▶ TASK BRIEF
Please pick out and copy each line of the entries below that contains the word "instance".

▶ EXCERPTED DATA
■ ■ ■ ■
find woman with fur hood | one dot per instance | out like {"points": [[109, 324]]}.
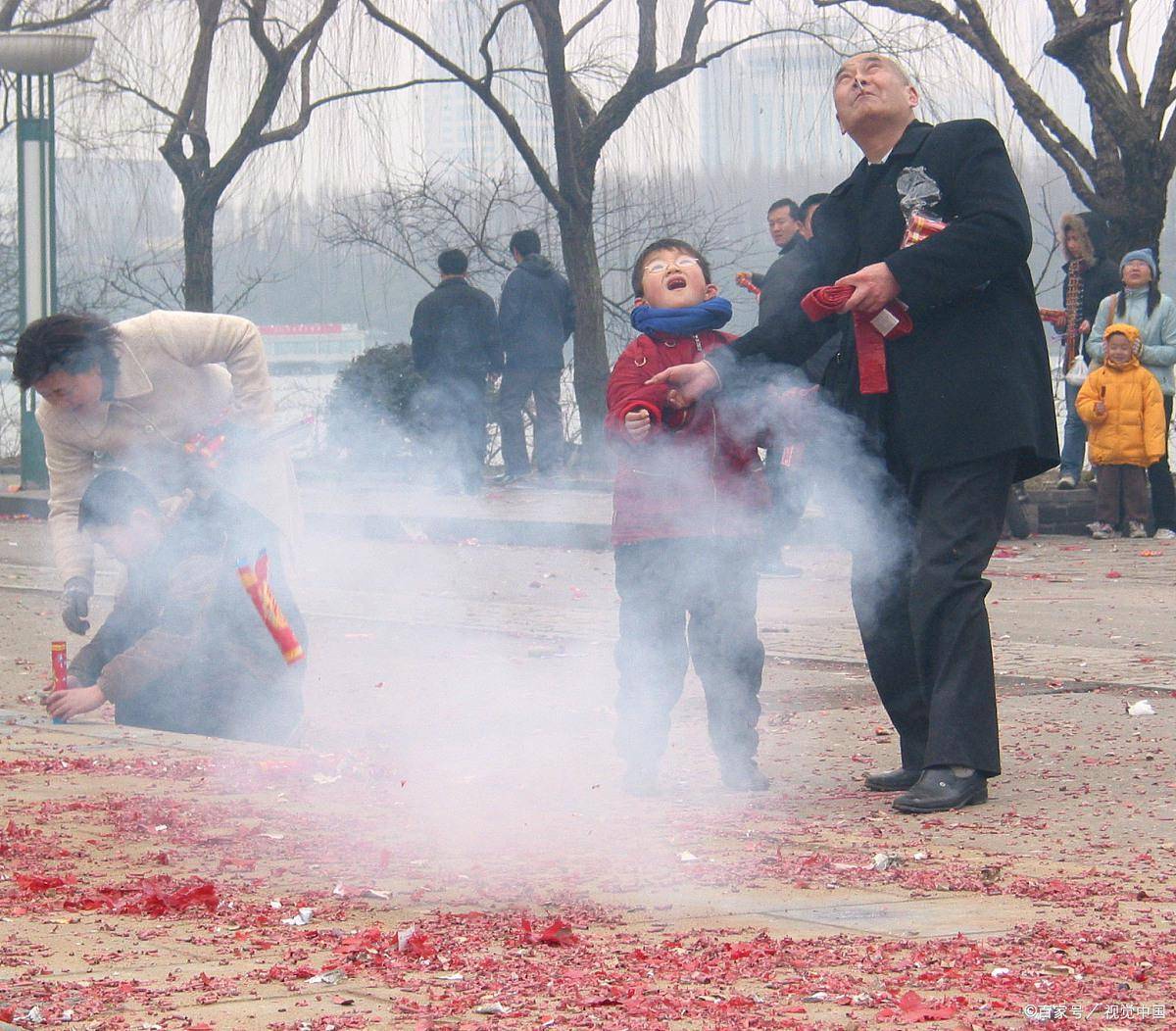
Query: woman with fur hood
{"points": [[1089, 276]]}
■ ■ ■ ■
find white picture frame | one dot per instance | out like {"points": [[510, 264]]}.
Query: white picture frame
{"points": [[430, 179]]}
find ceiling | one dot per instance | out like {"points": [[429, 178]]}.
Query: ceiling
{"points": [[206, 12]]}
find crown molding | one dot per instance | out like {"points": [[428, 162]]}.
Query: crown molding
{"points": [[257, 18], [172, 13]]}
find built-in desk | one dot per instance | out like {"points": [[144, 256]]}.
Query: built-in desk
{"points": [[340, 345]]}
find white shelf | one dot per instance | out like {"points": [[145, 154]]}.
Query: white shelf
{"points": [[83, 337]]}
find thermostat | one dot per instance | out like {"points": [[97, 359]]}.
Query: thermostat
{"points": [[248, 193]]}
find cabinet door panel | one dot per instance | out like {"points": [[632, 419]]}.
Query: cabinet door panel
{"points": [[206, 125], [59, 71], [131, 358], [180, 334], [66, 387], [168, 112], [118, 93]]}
■ ■ ■ ■
▶ TASK RESPONSE
find woman with fur hood | one dot per instance | out like {"points": [[109, 324]]}.
find white picture frame | one dot per instance | out like {"points": [[510, 264]]}.
find ceiling | one dot per instance | out like {"points": [[429, 178]]}.
find crown molding | one dot per instance | out like {"points": [[428, 162]]}.
find built-in desk | one dot per instance | out like {"points": [[144, 256]]}.
find white shelf | one dot per instance | out like {"points": [[145, 154]]}.
find thermostat | one dot per instance | out like {"points": [[97, 359]]}.
find cabinet door panel | one dot per instance | out like {"points": [[632, 419]]}.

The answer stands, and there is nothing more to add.